## Instructions for the task
Repeat every line below exactly, word for word.

□ □ □ □

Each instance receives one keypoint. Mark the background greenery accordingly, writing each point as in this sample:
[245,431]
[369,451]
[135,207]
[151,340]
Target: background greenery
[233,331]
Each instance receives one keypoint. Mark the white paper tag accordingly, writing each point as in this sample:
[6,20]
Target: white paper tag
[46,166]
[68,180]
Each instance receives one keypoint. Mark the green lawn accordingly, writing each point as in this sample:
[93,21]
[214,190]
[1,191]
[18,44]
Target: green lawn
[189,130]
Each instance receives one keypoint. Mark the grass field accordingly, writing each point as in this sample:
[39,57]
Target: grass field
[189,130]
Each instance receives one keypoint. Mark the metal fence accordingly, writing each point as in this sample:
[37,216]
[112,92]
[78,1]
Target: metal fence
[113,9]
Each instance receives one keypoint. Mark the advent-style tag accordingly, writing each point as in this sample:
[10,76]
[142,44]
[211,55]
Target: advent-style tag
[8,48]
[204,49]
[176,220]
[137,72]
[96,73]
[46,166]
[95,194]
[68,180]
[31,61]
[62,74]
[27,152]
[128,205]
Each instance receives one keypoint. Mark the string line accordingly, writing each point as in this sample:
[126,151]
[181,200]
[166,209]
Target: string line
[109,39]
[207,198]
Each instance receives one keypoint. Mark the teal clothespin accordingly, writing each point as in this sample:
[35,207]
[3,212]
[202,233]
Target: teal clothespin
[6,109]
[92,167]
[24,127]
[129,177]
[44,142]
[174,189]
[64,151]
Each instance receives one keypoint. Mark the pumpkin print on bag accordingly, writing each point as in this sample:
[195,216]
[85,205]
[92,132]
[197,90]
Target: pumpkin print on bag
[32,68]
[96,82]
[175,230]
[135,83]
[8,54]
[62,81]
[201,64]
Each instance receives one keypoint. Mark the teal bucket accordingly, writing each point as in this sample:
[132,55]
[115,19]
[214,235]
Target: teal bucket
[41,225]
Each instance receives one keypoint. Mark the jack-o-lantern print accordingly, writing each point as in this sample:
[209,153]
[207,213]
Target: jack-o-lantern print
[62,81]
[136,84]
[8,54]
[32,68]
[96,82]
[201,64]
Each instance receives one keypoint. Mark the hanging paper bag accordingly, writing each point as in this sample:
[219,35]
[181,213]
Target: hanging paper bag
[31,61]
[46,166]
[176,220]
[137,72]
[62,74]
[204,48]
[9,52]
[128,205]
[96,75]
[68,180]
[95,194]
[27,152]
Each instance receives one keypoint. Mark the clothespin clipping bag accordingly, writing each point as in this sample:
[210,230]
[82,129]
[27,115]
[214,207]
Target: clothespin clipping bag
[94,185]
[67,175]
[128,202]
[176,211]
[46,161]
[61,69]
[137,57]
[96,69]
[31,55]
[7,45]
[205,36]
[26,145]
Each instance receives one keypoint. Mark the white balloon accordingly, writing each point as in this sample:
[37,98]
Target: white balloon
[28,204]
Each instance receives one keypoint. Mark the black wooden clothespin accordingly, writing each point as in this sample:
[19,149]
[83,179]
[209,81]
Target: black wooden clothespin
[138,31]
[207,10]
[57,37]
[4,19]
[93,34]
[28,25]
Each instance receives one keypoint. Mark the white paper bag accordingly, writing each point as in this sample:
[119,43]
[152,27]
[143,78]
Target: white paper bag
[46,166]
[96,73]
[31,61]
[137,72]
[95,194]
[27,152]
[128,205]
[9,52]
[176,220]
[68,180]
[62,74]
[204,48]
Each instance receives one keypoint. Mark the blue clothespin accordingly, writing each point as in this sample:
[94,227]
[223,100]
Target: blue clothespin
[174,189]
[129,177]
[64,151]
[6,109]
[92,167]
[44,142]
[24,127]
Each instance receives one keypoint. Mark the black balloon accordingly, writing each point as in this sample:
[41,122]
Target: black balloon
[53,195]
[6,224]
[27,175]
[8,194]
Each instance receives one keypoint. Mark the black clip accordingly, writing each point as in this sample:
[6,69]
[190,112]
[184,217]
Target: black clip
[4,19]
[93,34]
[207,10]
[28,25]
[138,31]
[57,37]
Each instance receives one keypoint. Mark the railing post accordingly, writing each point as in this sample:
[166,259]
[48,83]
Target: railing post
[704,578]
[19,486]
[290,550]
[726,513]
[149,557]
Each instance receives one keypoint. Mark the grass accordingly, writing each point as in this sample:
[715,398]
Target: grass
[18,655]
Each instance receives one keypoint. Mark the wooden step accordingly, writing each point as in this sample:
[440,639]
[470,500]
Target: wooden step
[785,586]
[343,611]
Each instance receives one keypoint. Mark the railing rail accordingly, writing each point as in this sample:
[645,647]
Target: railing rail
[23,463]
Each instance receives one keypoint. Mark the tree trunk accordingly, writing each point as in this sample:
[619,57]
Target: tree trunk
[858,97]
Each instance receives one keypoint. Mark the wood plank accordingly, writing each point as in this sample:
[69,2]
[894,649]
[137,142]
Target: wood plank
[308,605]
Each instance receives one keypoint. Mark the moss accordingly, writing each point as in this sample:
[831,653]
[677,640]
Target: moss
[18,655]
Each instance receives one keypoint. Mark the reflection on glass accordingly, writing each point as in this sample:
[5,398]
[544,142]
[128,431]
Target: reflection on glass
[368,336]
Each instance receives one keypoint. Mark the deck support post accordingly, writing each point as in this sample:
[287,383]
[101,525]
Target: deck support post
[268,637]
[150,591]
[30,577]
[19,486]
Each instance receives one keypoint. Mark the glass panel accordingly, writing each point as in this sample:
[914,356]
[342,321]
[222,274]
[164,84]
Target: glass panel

□ □ □ □

## Response for this exercise
Each instance receives one keypoint. Mark the background greenery accordingly, writing each point as in this sample:
[245,431]
[369,451]
[135,207]
[151,340]
Target: background greenery
[233,331]
Each instance receives one keypoint. Mark the white paper tag accordingly, writing each point as in this sample:
[6,20]
Target: white paper tag
[46,166]
[68,180]
Each instance receives one keypoint. Mark the green lawn accordingly, writing each point as in this sample:
[93,21]
[214,190]
[1,191]
[18,44]
Target: green lawn
[189,130]
Each instance receives one keypoint. Mark the grass field accordingly, writing each point as in this sample:
[39,57]
Target: grass field
[189,130]
Each instance receives one keypoint. Mark the metal fence accordingly, writing each point as in this sample:
[37,216]
[112,92]
[78,1]
Target: metal fence
[113,9]
Each instance receives one keypoint. Mark the advent-style tag accordingly, writing each point as in this sample:
[10,76]
[142,44]
[211,55]
Target: advent-style tag
[8,48]
[204,49]
[176,220]
[137,72]
[96,73]
[46,166]
[95,194]
[68,180]
[31,61]
[62,74]
[27,152]
[128,205]
Each instance receives one keypoint. Mark the string line accordingly, writing each point as in this sample:
[126,151]
[181,200]
[166,209]
Target: string line
[109,39]
[207,198]
Each instance receives one keypoint. Mark the teal clothespin accordingly, writing each point as in this sample:
[35,207]
[3,212]
[202,233]
Target: teal clothespin
[6,109]
[92,167]
[24,127]
[129,177]
[44,142]
[174,189]
[64,151]
Each instance receives one keypoint. Mark the pumpkin print on bag accordingly, writing each point as in this sample:
[195,216]
[85,205]
[92,132]
[197,90]
Target: pumpkin print on bag
[32,68]
[96,82]
[175,230]
[135,83]
[8,54]
[62,81]
[201,64]
Each instance receives one keypoint. Mark the teal bucket accordingly, writing each point as in this sample:
[132,55]
[115,19]
[214,235]
Target: teal bucket
[41,225]
Each instance receives one keypoint. Mark the jack-o-lantern print accordingly, writing each point as in this sample:
[209,153]
[207,213]
Target: jack-o-lantern print
[62,81]
[136,84]
[8,54]
[32,68]
[96,82]
[201,64]
Each instance receives one keypoint. Mark the hanging paper bag accordingly, writing each point as in this sample:
[219,35]
[181,213]
Target: hanging paper bag
[31,61]
[46,166]
[176,220]
[137,72]
[62,74]
[204,48]
[9,52]
[128,205]
[96,75]
[68,180]
[95,194]
[27,152]
Each instance receives one keypoint. Mark the clothespin clipping bag accordingly, writing each point as in this sample:
[210,230]
[82,129]
[27,115]
[214,207]
Target: clothespin clipping bag
[94,185]
[67,175]
[128,202]
[176,211]
[46,161]
[61,69]
[137,57]
[96,69]
[31,55]
[7,45]
[205,36]
[26,145]
Each instance receives one keypoint. Mark the white balloon accordingly, writing each point as in this sample:
[37,98]
Target: white balloon
[28,204]
Each instance receives one keypoint. Mark the black wooden clothespin accordingly, writing each point as in this sample:
[19,149]
[83,179]
[209,81]
Target: black wooden clothespin
[138,31]
[207,10]
[57,37]
[4,19]
[93,34]
[28,25]
Each instance receives one keypoint. Mark the white paper bag accordingly, writing each point as in this sample:
[119,43]
[152,27]
[143,78]
Target: white paper bag
[46,166]
[96,73]
[31,61]
[137,72]
[95,194]
[27,152]
[128,205]
[9,52]
[176,220]
[68,180]
[62,74]
[204,48]
Each instance receives one keypoint. Mark the blue clothespin accordingly, writing each point as in this sample:
[94,227]
[223,100]
Target: blue clothespin
[174,189]
[129,177]
[64,151]
[6,109]
[92,167]
[44,142]
[24,127]
Each instance receives one keypoint. Mark the black balloon accordingly, writing each point as in this sample:
[41,122]
Target: black balloon
[53,195]
[6,224]
[27,175]
[8,194]
Each instance receives one keypoint. Mark the black clip accordingly, writing each point as in this sample:
[6,69]
[190,112]
[184,217]
Target: black clip
[4,19]
[93,34]
[207,10]
[28,25]
[138,31]
[57,37]
Each instance receives one keypoint. Mark the railing post accordingly, writing each point as in this sample:
[166,259]
[48,83]
Target: railing post
[704,578]
[19,486]
[290,550]
[726,513]
[149,557]
Each instance receives one keypoint. Mark the grass accordingly, writing each point as in this sample:
[715,398]
Target: grass
[18,655]
Each instance receives one keypoint. Mark the wooden step accordingly, writing each point as in this sample:
[440,639]
[470,500]
Target: wooden step
[785,586]
[343,611]
Each instance receives one keypoint. Mark the railing rail accordingly, writing each point as in this sample:
[645,647]
Target: railing rail
[23,463]
Each instance receives one keypoint. Mark the tree trunk accordingly, writing each point as in this sample:
[619,57]
Target: tree trunk
[858,97]
Each instance receives one keypoint. Mark the wood plank accordingly, writing each point as in this sample:
[69,2]
[894,649]
[137,142]
Target: wood plank
[308,605]
Each instance receives one keypoint. Mark the moss accordingly, writing each point as in this sample:
[831,653]
[677,640]
Target: moss
[18,655]
Each instance receives one keypoint. Mark the reflection on glass accordingly, writing each point as in this sample:
[5,398]
[544,142]
[128,431]
Target: reflection on glass
[368,336]
Each instance receives one keypoint. Mark the deck support post accordingly, writing each point as in this sample:
[287,383]
[101,525]
Target: deck support post
[268,637]
[150,591]
[30,577]
[19,486]
Each instance receives one keypoint. Mark the glass panel accordingly, writing each point as in this sample:
[914,356]
[342,321]
[222,274]
[164,84]
Target: glass panel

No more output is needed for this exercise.